Énoncé A —
D'après l'extrait sur les tableaux du château Borély, de combien d'années Michel-Ange était-il l'aîné de Jules Romain ?
Énoncé B —
Dans l'extrait sur les tableaux du château Borély, recopiez tel quel le passage compris entre « Les tableaux de » et « des Pèlerins d'Emmaüs. », ces deux bornes incluses.

L'école italienne, veuve d'André del Sarto, offre encore quelques morceaux de choix. Tel est, en première ligne, le Portrait de Michel-Ange par Jules Romain. Rien ne s'oppose à ce que Jules Romain ait peint Michel-Ange, son aîné de dix-huit ans seulement. Les traits rappellent, en effet, ceux du grand sculpteur. Cependant le nez, trop droit, ne porte pas assez la marque du coup de poing de Torregiani. Bien que les yeux brillent d'un sombre éclat, ils accusent plutôt l'intelligence que le génie, et l'expression en somme est commune. Mais si Buonarotti se reconnaît à peine dans ce portrait, Giulio Pippi s'y retrouve tout entier, avec son dessin d'une fermeté magistrale, sa puissance de modelé et d'expression, le sentiment de la vie morale, et une vigueur d'effet obtenue par la simple opposition de lumières et d'ombres également intenses.

Les tableaux de Giorgione sont rares. Ce serait donc pour le château Borély une bonne fortune de posséder une œuvre de ce maître, si l'Hérodiade qui y figure sous son nom portait les caractères de sa peinture; malheureusement il n'en est rien. L'Hérodiade nous paraît sans analogie avec ce que nous avons pu voir de Giorgione à Florence, à Milan et à Paris. Au contraire, on ne saurait disputer à Paul Véronèse le Portrait d'une jeune princesse. Elle est en pied, debout, la main droite sur une table, l'autre bras pendant le long de la robe. Ce petit bras, par sa grâce et sa morbidesse, vaut à lui seul un chef-d'œuvre. La couleur rappelle celle des Pèlerins d'Emmaüs.

Données extraites —
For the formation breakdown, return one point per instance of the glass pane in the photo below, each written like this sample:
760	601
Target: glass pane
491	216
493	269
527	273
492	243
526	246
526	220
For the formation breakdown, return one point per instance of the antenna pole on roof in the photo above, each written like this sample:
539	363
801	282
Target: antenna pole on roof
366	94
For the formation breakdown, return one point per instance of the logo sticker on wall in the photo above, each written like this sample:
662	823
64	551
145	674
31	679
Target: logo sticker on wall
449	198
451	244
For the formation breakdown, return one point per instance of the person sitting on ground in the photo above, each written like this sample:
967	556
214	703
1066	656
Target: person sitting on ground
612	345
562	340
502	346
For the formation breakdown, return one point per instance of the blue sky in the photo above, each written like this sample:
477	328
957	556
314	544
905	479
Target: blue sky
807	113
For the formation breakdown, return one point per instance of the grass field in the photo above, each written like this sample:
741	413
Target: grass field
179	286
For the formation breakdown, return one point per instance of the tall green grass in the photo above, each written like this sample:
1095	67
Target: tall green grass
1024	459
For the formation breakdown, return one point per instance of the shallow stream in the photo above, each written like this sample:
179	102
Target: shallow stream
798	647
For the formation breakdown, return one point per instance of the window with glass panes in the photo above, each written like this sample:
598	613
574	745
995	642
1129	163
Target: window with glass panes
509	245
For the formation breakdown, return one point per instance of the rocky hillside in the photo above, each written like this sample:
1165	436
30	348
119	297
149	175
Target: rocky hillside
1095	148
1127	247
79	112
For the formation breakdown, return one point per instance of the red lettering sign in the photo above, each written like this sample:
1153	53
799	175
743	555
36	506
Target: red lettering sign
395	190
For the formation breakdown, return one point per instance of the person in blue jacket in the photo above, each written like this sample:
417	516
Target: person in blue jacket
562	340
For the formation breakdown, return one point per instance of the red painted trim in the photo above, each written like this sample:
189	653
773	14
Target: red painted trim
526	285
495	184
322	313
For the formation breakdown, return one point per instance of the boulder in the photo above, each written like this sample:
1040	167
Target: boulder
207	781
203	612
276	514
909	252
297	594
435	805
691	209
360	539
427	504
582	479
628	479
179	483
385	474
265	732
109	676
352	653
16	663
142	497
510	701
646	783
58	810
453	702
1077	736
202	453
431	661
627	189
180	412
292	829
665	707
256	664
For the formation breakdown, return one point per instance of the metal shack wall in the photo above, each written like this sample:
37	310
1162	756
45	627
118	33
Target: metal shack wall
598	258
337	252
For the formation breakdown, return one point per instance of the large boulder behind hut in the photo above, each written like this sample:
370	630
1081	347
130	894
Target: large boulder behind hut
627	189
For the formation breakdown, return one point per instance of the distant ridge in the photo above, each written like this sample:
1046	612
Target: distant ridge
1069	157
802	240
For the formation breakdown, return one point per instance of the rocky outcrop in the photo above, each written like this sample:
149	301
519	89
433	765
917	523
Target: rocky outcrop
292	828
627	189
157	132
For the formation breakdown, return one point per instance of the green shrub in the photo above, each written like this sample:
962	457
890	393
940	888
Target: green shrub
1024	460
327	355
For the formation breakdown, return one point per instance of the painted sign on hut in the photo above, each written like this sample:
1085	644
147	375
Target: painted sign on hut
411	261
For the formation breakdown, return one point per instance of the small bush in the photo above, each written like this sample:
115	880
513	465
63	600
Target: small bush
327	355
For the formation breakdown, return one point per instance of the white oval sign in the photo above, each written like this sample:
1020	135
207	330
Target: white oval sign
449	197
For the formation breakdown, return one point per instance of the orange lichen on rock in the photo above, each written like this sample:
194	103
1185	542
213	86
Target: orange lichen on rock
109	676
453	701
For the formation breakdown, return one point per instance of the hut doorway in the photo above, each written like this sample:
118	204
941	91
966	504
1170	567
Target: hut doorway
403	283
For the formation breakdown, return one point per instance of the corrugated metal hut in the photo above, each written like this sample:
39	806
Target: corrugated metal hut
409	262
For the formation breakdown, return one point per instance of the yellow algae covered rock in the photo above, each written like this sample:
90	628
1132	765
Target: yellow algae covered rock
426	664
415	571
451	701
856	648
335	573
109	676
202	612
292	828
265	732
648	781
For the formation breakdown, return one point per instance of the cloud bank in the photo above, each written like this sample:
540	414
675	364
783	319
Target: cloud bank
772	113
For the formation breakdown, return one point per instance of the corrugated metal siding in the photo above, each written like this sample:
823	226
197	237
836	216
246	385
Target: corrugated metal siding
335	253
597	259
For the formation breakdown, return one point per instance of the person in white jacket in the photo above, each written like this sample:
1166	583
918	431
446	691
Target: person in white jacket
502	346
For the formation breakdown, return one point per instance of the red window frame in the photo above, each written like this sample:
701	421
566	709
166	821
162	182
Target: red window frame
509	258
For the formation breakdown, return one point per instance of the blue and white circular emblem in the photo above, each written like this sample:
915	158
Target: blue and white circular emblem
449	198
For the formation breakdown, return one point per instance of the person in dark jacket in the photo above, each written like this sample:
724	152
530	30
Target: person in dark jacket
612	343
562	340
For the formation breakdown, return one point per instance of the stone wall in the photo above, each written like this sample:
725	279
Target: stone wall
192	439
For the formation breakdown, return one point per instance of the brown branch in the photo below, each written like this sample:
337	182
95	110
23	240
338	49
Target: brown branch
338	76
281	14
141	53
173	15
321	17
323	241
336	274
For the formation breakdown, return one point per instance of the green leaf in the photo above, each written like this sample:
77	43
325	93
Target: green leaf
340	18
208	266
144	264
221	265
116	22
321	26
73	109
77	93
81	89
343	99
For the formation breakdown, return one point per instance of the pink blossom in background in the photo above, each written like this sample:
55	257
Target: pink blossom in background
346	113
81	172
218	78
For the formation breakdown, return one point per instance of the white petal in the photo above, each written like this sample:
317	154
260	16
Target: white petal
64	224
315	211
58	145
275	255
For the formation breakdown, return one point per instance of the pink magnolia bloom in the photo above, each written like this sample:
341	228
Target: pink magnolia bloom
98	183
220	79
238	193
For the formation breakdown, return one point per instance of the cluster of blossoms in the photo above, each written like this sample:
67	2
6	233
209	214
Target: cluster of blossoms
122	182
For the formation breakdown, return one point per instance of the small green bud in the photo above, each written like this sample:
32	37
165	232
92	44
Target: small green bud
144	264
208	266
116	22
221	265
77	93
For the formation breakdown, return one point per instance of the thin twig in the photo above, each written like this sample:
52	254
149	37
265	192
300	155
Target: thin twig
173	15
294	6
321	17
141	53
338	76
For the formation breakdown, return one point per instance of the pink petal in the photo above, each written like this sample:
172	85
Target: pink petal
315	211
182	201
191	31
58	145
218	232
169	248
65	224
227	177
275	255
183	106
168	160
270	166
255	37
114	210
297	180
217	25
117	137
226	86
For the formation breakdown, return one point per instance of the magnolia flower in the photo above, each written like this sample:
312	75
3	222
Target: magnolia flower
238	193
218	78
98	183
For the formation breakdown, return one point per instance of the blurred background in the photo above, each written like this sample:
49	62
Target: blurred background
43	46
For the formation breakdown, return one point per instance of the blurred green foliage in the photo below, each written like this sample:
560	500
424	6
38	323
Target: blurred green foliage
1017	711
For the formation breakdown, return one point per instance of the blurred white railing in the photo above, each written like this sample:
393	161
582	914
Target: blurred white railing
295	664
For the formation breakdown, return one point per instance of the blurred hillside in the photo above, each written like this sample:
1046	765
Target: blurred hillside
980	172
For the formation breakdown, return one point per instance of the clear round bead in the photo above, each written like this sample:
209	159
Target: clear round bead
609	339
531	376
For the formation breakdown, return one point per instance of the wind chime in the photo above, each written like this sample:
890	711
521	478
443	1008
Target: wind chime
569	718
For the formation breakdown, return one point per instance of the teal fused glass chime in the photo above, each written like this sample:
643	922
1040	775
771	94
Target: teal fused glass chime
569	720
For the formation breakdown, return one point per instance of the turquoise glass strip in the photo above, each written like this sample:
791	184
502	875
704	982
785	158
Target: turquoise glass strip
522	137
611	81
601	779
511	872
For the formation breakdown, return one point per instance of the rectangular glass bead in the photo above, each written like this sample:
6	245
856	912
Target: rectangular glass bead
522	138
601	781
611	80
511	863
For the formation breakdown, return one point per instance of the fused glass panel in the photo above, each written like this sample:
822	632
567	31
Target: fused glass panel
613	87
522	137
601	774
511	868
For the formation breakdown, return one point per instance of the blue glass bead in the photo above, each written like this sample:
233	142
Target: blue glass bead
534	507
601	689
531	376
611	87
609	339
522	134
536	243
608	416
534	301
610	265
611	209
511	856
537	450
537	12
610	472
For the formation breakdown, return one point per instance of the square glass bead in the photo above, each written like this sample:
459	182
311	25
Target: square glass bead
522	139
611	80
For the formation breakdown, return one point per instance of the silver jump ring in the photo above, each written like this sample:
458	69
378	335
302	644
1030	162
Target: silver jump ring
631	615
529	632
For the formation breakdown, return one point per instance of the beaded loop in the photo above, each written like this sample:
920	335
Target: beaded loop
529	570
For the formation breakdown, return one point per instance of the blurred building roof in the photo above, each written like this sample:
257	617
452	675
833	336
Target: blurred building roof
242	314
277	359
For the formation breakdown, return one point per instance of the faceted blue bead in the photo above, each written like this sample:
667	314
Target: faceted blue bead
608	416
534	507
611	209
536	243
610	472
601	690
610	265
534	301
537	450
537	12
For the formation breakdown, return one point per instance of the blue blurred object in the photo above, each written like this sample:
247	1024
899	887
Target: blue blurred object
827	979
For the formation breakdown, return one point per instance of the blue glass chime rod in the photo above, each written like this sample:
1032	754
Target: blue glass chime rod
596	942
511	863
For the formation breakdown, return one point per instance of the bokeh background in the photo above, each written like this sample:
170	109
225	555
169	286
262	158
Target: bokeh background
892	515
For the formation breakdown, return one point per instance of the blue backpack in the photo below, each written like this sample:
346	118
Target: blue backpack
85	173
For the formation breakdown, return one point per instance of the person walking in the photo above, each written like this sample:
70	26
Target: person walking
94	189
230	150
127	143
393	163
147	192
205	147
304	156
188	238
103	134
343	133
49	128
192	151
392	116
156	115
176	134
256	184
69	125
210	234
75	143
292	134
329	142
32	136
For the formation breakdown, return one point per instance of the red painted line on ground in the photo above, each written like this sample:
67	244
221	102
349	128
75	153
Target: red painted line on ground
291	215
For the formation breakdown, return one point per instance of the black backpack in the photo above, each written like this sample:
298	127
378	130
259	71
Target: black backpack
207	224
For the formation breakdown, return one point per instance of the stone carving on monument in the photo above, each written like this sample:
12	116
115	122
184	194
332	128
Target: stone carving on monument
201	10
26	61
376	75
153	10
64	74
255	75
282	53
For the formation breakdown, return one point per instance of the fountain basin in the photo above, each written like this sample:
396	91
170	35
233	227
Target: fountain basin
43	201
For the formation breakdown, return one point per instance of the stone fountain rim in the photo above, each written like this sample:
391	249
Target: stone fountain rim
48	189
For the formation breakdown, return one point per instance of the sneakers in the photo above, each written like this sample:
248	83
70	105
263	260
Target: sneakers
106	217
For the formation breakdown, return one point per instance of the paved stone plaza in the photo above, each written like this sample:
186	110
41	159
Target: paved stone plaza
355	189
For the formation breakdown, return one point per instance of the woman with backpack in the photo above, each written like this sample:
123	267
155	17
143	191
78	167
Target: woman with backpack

Réponse A —
De dix-huit ans seulement.

Réponse B —
Les tableaux de Giorgione sont rares. Ce serait donc pour le château Borély une bonne fortune de posséder une œuvre de ce maître, si l'Hérodiade qui y figure sous son nom portait les caractères de sa peinture; malheureusement il n'en est rien. L'Hérodiade nous paraît sans analogie avec ce que nous avons pu voir de Giorgione à Florence, à Milan et à Paris. Au contraire, on ne saurait disputer à Paul Véronèse le Portrait d'une jeune princesse. Elle est en pied, debout, la main droite sur une table, l'autre bras pendant le long de la robe. Ce petit bras, par sa grâce et sa morbidesse, vaut à lui seul un chef-d'œuvre. La couleur rappelle celle des Pèlerins d'Emmaüs.